> 提示文:
>>>

こればかりは待つしかない。散らかし盛りの子供が暴れ回っている部屋を同時進行で片づけるようなものだ。片付かない。
餃子ばりに天さんにべたべたに泣きついたのち、猛威を振るっていた大雪は次第に鳴りを潜める。低気圧の虫の居所が直ってくる。
さぁこれから除雪だ。だが人の力ではどうにもならにことがある。170㎝が平均身長の日本人に200㎝の雪原を退治することは不可能なのである。
ここで再び待つことになる。除雪車の登場を待つのである。
北国には必ず行政が所有している除雪車がある。大雪の日のために除雪車やダンプカーを動かす予算というものも組まれている。数億単位で。
大雪の日には、除雪車が街中を駆け巡る。まずは大動脈の道路を整備、そして徐々に細かい道へ、毛細血管へと除雪の手が伸びてくる。
彼らも仕事なので一生懸命除雪車をぶん回してくれるのだが、除雪車も車である。テクニックが関わってくる。

<<<

> 作業指示 A:
リストのうち、「Expected: one point per instance of the silver」を含む行からリストの末尾までの部分(両端を含む)を、「番号」と「行内容」の二列からなるMarkdown表に整えてください。空行は除き、この範囲の行のみを対象としてください。

> 記載事項:
>>>

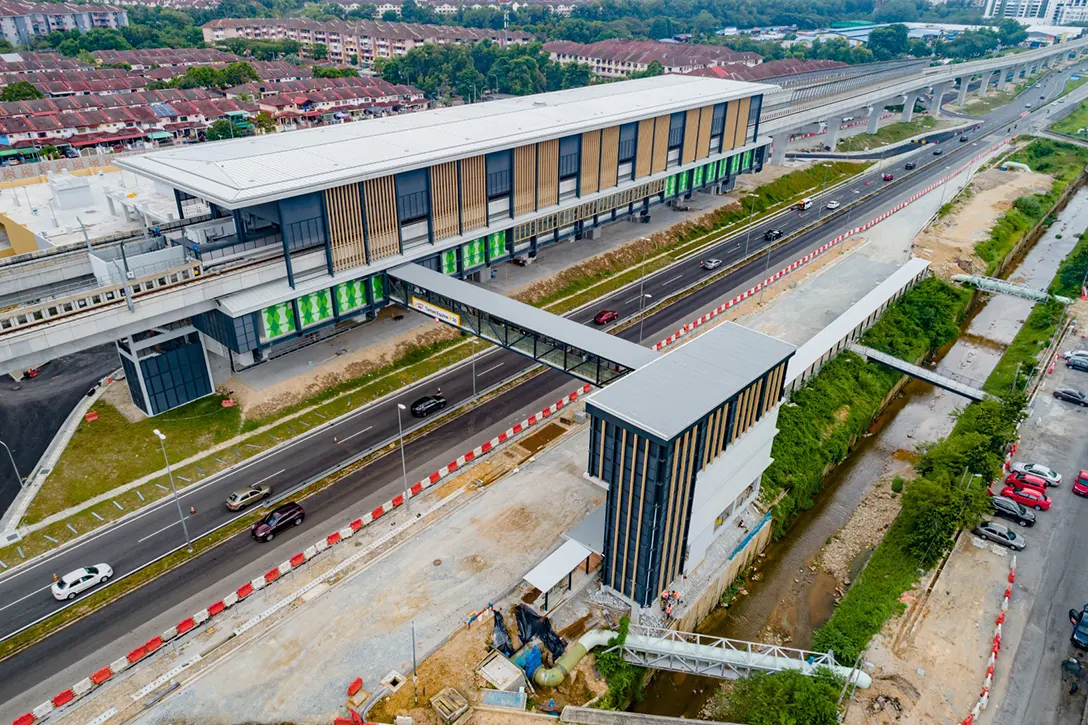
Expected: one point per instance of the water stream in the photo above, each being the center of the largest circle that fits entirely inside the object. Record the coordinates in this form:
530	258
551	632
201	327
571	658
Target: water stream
790	599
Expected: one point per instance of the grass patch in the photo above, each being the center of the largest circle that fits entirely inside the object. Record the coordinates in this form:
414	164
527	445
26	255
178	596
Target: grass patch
112	452
839	403
890	134
1076	120
1065	163
1020	361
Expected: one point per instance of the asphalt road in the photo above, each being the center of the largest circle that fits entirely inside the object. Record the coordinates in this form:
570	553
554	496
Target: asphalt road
33	409
1052	572
24	596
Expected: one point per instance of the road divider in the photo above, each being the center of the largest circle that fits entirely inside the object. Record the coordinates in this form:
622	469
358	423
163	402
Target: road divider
102	676
691	327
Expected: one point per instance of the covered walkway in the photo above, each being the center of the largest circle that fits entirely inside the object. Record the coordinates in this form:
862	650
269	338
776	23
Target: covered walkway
582	352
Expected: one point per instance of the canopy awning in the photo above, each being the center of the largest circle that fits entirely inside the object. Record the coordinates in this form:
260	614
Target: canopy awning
558	564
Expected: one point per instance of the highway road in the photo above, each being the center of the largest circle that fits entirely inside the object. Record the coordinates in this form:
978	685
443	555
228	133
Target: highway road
24	594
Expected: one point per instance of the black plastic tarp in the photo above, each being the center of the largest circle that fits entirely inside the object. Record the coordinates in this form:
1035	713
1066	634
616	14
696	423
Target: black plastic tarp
502	638
532	626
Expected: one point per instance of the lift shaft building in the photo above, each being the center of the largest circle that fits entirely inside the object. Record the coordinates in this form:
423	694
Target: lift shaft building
681	443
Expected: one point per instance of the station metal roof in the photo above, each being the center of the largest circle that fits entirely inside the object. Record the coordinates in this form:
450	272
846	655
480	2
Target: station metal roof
608	347
258	169
670	394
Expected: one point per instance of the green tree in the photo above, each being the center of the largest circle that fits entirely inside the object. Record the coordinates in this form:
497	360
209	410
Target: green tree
220	130
21	90
782	698
888	42
1011	33
264	122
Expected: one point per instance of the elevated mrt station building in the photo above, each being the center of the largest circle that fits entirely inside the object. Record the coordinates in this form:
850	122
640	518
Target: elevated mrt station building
286	235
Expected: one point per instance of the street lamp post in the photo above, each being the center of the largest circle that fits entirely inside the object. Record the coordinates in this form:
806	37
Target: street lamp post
404	467
12	458
181	515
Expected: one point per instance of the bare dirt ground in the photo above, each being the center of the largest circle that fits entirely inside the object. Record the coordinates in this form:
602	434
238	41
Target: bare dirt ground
928	664
950	242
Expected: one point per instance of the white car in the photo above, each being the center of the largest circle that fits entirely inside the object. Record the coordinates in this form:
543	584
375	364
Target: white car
1049	475
74	582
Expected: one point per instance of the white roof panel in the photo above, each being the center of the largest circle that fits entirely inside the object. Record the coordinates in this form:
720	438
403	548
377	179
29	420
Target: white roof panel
561	562
258	169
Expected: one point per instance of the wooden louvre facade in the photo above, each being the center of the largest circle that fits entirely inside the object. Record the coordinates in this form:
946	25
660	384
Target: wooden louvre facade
347	240
473	193
547	173
591	162
445	200
609	157
382	228
524	180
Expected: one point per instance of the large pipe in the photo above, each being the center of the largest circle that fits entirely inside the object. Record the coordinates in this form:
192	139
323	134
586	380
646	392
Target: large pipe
739	659
569	660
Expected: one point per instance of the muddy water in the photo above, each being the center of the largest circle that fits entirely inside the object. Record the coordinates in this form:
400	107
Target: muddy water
790	601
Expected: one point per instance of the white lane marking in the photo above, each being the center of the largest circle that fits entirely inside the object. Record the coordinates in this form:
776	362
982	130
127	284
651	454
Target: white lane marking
494	367
26	597
155	533
348	438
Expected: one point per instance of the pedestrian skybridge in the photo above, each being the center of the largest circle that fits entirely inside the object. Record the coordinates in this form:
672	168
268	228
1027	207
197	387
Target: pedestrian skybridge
582	352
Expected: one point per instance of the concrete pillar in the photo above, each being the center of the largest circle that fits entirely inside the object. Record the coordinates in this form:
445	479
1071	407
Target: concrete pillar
962	97
833	131
909	100
874	119
780	140
939	91
987	80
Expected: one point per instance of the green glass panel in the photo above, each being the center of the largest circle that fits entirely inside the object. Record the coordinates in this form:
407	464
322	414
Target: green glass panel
449	261
279	320
314	308
496	245
350	296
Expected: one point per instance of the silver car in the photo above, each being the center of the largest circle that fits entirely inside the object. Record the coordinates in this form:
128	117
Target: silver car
1001	535
1049	475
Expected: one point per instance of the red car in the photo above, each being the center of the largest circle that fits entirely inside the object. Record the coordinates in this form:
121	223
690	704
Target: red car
1028	498
1022	480
1080	483
605	316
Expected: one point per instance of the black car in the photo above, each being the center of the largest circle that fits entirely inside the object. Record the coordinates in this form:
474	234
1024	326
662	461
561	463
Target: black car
1079	622
427	405
276	520
1005	507
1072	396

<<<

> 作業指示 B:
提示文によると、大雪の日のために除雪車やダンプカーを動かす予算は、どの程度の単位で組まれていますか。

> 記述回答 A:
| 番号 | 行内容 |
|---|---|
| 1 | Expected: one point per instance of the silver car in the photo above, each being the center of the largest circle that fits entirely inside the object. Record the coordinates in this form: |
| 2 | 128	117 |
| 3 | Target: silver car |
| 4 | 1001	535 |
| 5 | 1049	475 |
| 6 | Expected: one point per instance of the red car in the photo above, each being the center of the largest circle that fits entirely inside the object. Record the coordinates in this form: |
| 7 | 121	223 |
| 8 | 690	704 |
| 9 | Target: red car |
| 10 | 1028	498 |
| 11 | 1022	480 |
| 12 | 1080	483 |
| 13 | 605	316 |
| 14 | Expected: one point per instance of the black car in the photo above, each being the center of the largest circle that fits entirely inside the object. Record the coordinates in this form: |
| 15 | 474	234 |
| 16 | 1024	326 |
| 17 | 662	461 |
| 18 | 561	463 |
| 19 | Target: black car |
| 20 | 1079	622 |
| 21 | 427	405 |
| 22 | 276	520 |
| 23 | 1005	507 |
| 24 | 1072	396 |

> 記述回答 B:
数億単位で組まれています。